» **Given problem**: Copy each line of the data below verbatim, leaving nothing out and changing nothing.

═══ Information shown ═══

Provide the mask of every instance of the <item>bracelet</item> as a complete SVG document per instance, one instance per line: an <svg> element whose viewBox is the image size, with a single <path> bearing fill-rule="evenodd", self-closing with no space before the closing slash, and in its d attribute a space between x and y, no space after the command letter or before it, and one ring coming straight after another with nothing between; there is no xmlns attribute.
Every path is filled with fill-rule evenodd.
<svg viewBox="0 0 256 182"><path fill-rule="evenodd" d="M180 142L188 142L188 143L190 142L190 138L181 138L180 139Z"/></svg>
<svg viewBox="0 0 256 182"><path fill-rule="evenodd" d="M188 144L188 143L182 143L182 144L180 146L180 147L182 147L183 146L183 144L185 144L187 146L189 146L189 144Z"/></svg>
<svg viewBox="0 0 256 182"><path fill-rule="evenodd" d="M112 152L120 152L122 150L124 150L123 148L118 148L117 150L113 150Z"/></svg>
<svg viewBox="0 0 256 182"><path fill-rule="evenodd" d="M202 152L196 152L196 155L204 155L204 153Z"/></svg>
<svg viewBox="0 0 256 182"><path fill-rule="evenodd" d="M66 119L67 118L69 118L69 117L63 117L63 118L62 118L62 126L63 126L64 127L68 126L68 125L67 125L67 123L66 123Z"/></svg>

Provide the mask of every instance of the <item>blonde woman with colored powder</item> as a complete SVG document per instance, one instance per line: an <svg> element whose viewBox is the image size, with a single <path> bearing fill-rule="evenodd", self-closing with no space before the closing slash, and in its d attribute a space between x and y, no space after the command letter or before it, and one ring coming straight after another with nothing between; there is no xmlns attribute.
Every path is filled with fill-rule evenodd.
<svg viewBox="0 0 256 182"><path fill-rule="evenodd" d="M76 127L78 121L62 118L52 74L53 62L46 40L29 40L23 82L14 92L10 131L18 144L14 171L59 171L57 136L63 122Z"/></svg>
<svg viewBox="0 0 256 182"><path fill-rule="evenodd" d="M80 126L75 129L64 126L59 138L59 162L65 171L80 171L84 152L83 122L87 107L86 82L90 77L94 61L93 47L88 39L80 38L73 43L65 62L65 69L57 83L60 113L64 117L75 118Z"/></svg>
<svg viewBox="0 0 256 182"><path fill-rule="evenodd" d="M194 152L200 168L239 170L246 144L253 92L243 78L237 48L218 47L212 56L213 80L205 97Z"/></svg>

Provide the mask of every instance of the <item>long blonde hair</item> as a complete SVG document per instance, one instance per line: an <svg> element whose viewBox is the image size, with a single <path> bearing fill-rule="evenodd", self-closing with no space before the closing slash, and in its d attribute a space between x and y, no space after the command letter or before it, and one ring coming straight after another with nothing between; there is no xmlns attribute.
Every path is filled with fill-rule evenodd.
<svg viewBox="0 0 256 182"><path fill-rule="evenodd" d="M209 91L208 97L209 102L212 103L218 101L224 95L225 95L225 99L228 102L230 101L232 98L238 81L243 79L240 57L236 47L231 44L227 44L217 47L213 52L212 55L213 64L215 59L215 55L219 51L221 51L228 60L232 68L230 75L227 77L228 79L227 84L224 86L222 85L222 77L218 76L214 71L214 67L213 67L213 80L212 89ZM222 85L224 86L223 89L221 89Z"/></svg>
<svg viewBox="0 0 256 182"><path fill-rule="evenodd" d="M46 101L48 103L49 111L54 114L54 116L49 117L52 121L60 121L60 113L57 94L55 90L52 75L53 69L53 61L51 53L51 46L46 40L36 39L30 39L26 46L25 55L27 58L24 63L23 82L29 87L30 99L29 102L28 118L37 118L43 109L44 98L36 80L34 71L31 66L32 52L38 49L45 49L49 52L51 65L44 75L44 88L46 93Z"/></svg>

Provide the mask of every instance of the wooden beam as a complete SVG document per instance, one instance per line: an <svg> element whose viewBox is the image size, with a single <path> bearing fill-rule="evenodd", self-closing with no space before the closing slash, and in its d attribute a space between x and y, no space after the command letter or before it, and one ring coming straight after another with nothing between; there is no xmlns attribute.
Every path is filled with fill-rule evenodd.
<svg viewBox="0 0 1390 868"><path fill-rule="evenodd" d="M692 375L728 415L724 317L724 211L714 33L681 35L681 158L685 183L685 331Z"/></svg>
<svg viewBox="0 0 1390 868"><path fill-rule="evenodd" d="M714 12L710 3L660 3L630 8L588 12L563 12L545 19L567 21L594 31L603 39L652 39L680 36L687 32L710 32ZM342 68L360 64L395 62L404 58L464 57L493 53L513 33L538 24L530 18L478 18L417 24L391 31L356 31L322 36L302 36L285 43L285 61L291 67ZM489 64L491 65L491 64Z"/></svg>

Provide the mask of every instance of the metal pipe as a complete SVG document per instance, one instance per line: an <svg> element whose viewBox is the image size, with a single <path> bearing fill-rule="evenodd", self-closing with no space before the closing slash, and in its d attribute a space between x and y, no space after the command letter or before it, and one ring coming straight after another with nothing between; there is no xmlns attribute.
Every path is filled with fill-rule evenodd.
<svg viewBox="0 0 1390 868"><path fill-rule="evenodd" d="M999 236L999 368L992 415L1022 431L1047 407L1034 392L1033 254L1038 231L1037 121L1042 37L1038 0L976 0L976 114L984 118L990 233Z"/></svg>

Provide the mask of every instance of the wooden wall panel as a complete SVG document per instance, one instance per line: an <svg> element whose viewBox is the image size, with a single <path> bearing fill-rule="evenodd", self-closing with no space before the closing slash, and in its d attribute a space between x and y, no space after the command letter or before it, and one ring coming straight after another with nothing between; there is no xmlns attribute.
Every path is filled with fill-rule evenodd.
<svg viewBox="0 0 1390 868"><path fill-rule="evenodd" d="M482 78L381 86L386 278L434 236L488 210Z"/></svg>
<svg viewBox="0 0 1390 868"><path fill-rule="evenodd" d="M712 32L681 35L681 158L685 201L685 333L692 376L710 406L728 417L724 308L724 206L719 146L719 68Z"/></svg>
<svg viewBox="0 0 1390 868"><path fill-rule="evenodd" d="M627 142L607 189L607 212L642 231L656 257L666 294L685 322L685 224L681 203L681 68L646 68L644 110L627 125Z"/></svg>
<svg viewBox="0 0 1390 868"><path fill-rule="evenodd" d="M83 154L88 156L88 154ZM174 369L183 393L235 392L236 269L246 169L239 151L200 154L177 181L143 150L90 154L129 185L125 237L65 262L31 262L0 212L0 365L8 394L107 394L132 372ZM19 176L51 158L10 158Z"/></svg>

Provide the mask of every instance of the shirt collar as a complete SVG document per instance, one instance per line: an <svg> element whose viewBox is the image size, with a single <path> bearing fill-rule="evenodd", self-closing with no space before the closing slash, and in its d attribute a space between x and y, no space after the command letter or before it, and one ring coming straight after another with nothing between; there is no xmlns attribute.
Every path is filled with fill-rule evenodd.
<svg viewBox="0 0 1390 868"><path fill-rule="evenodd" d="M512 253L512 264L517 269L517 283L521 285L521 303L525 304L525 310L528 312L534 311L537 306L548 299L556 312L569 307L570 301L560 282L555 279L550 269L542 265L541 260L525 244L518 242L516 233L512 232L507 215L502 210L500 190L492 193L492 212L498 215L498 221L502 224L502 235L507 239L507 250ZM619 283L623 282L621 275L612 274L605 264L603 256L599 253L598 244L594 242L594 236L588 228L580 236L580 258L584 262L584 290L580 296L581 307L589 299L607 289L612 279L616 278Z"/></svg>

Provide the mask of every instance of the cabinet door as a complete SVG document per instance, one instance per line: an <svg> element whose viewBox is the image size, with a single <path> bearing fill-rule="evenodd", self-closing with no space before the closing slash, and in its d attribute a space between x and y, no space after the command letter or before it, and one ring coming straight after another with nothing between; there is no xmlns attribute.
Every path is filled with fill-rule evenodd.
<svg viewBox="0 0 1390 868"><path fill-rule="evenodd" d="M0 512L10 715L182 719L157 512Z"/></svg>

═══

» **Response to the exercise**:
Provide the mask of every instance of the <item>bracelet</item> as a complete SVG document per instance, one instance per line: an <svg> element whose viewBox is the image size, with a single <path> bearing fill-rule="evenodd", self-closing with no space before the closing slash, and in its d attribute a space between x and y, no space after the command letter or before it, and one ring coming straight after another with nothing between; there is no xmlns attribute.
Every path is filled with fill-rule evenodd.
<svg viewBox="0 0 256 182"><path fill-rule="evenodd" d="M180 142L188 142L188 143L190 142L190 138L181 138L180 139Z"/></svg>
<svg viewBox="0 0 256 182"><path fill-rule="evenodd" d="M188 144L188 143L182 143L182 144L180 146L180 147L182 147L183 146L183 144L185 144L187 146L189 146L189 144Z"/></svg>
<svg viewBox="0 0 256 182"><path fill-rule="evenodd" d="M112 152L120 152L122 150L124 150L123 148L118 148L117 150L113 150Z"/></svg>
<svg viewBox="0 0 256 182"><path fill-rule="evenodd" d="M202 152L196 152L196 155L204 155L204 153Z"/></svg>
<svg viewBox="0 0 256 182"><path fill-rule="evenodd" d="M66 119L67 118L69 118L69 117L63 117L63 118L62 118L62 126L63 126L64 127L68 126L68 125L67 125L67 123L66 123Z"/></svg>

Provide the mask of every instance of the <item>blonde woman with colored powder</item> as a complete SVG document per instance, one instance per line: an <svg> element whose viewBox is the image size, with a single <path> bearing fill-rule="evenodd", self-closing with no space before the closing slash, and in its d attribute a space between x and y, no space after the command letter or before it, and one ring coming straight after another with nothing between; there is no xmlns attribute.
Every path is filled with fill-rule evenodd.
<svg viewBox="0 0 256 182"><path fill-rule="evenodd" d="M76 127L78 121L62 118L52 74L53 62L46 40L29 40L23 82L14 92L10 131L18 144L14 171L59 171L57 136L63 122Z"/></svg>
<svg viewBox="0 0 256 182"><path fill-rule="evenodd" d="M80 126L75 129L64 126L59 138L59 162L65 171L80 171L84 152L83 122L87 107L86 82L90 77L94 61L93 47L88 39L80 38L73 43L65 62L65 69L57 83L60 113L64 117L75 118Z"/></svg>
<svg viewBox="0 0 256 182"><path fill-rule="evenodd" d="M194 152L200 168L239 170L246 144L253 92L243 78L237 48L218 47L212 56L213 80L205 97Z"/></svg>

Provide the mask of every instance of the <item>long blonde hair</item> as a complete SVG document per instance, one instance per line: an <svg> element whose viewBox is the image size, with a single <path> bearing fill-rule="evenodd", self-closing with no space before the closing slash, and in its d attribute a space between x and y, no space after the command letter or before it, and one ring coming straight after another with nothing between; there is no xmlns attribute.
Every path is filled with fill-rule evenodd.
<svg viewBox="0 0 256 182"><path fill-rule="evenodd" d="M209 91L208 97L209 102L212 103L218 101L224 95L225 95L225 99L228 102L230 101L232 98L238 81L243 79L240 57L236 47L231 44L227 44L217 47L213 52L212 55L213 64L215 59L215 55L219 51L221 51L228 60L232 68L230 75L227 77L228 79L227 84L224 86L222 85L222 77L218 76L214 71L214 67L213 67L213 80L212 89ZM222 85L224 86L223 89L221 89Z"/></svg>
<svg viewBox="0 0 256 182"><path fill-rule="evenodd" d="M46 101L48 103L49 111L54 114L54 116L49 117L52 121L60 121L60 113L57 94L55 90L52 75L53 69L53 61L51 53L51 46L46 40L36 39L30 39L26 46L25 55L27 58L24 63L23 82L29 87L30 99L29 102L28 118L37 118L43 109L44 98L36 80L34 71L31 66L32 52L38 49L45 49L49 52L51 65L44 75L44 88L46 93Z"/></svg>

Provide the mask of every instance of the wooden beam as a complete SVG document per instance, one instance per line: an <svg> element whose viewBox is the image size, with a single <path> bearing fill-rule="evenodd", self-closing with no space before the closing slash, and in its d attribute a space between x and y, no space after the command letter or before it, and one ring coming straight after another with nothing between; there is no xmlns attribute.
Every path is filled with fill-rule evenodd.
<svg viewBox="0 0 1390 868"><path fill-rule="evenodd" d="M692 375L728 415L724 317L724 211L714 33L681 35L681 158L685 183L685 331Z"/></svg>
<svg viewBox="0 0 1390 868"><path fill-rule="evenodd" d="M714 12L710 3L660 3L630 8L588 12L563 12L545 19L567 21L594 31L603 39L652 39L680 36L687 32L710 32ZM342 68L360 64L395 62L404 58L464 57L493 53L513 33L538 24L530 18L478 18L417 24L391 31L356 31L322 36L302 36L285 43L285 61L291 67ZM489 64L491 65L491 64Z"/></svg>

Provide the mask of every instance of the metal pipe as a complete SVG document per instance, one instance per line: an <svg> element whose viewBox is the image size, with a single <path> bearing fill-rule="evenodd", self-closing with no space before the closing slash, and in its d attribute a space between x and y, no space after the command letter or before it, and one ring coming straight after another with nothing between; there is no xmlns attribute.
Every path is filled with fill-rule evenodd.
<svg viewBox="0 0 1390 868"><path fill-rule="evenodd" d="M999 236L999 368L992 415L1022 431L1047 407L1034 392L1033 254L1038 231L1037 121L1042 37L1038 0L976 0L976 114L984 118L990 233Z"/></svg>

Provide the mask of every instance of the wooden wall panel as a complete SVG document per instance, one instance per line: an <svg> element whose viewBox is the image size, with a single <path> bearing fill-rule="evenodd", self-closing with no space before the closing slash, and in its d attribute a space between x and y, no space after the command letter or before it, and one ring coming straight after another with nothing between; there is no xmlns attribute.
Every path is filled with fill-rule evenodd.
<svg viewBox="0 0 1390 868"><path fill-rule="evenodd" d="M482 78L381 86L386 278L434 236L488 210Z"/></svg>
<svg viewBox="0 0 1390 868"><path fill-rule="evenodd" d="M712 32L681 35L681 158L685 201L685 333L692 376L710 406L728 417L724 308L724 206L719 146L719 68Z"/></svg>
<svg viewBox="0 0 1390 868"><path fill-rule="evenodd" d="M627 142L607 189L607 212L642 231L656 257L666 294L685 322L685 224L681 203L681 68L646 68L644 110L627 125Z"/></svg>
<svg viewBox="0 0 1390 868"><path fill-rule="evenodd" d="M83 154L88 156L88 154ZM174 369L183 393L235 392L236 269L246 169L239 151L200 154L177 181L143 150L90 154L129 185L125 237L65 262L31 262L0 212L0 365L8 394L107 394L132 372ZM19 176L51 158L10 158Z"/></svg>

Provide the mask of every instance of the shirt collar as a complete SVG document per instance, one instance per line: an <svg> element whose viewBox is the image size, with a single <path> bearing fill-rule="evenodd", self-closing with no space before the closing slash, and in its d attribute a space between x and y, no space after the command letter or before it, and one ring coming straight after another with nothing between; there is no xmlns attribute.
Every path is filled with fill-rule evenodd.
<svg viewBox="0 0 1390 868"><path fill-rule="evenodd" d="M512 253L512 264L517 269L517 283L521 285L521 303L525 304L525 310L528 312L534 311L537 306L548 299L556 312L569 307L570 301L560 282L555 279L550 269L542 265L541 260L525 244L518 242L516 233L512 232L507 215L502 210L500 190L492 193L492 212L498 215L498 221L502 224L502 235L507 239L507 250ZM619 283L623 282L621 275L612 274L605 264L603 256L599 253L598 244L594 242L594 236L588 228L580 236L580 258L584 262L584 290L580 296L581 307L589 299L607 289L612 279L616 278Z"/></svg>

Provide the mask of every instance of the cabinet door as a complete SVG document per instance, one instance per line: an <svg> element whose viewBox is the image size, with a single <path> bearing fill-rule="evenodd", self-closing with no space before the closing slash, and in its d attribute a space between x and y, no space after the command letter or before it, and one ring coming straight after another with nothing between; there is no xmlns attribute.
Every path is filled with fill-rule evenodd.
<svg viewBox="0 0 1390 868"><path fill-rule="evenodd" d="M0 512L10 715L182 719L157 512Z"/></svg>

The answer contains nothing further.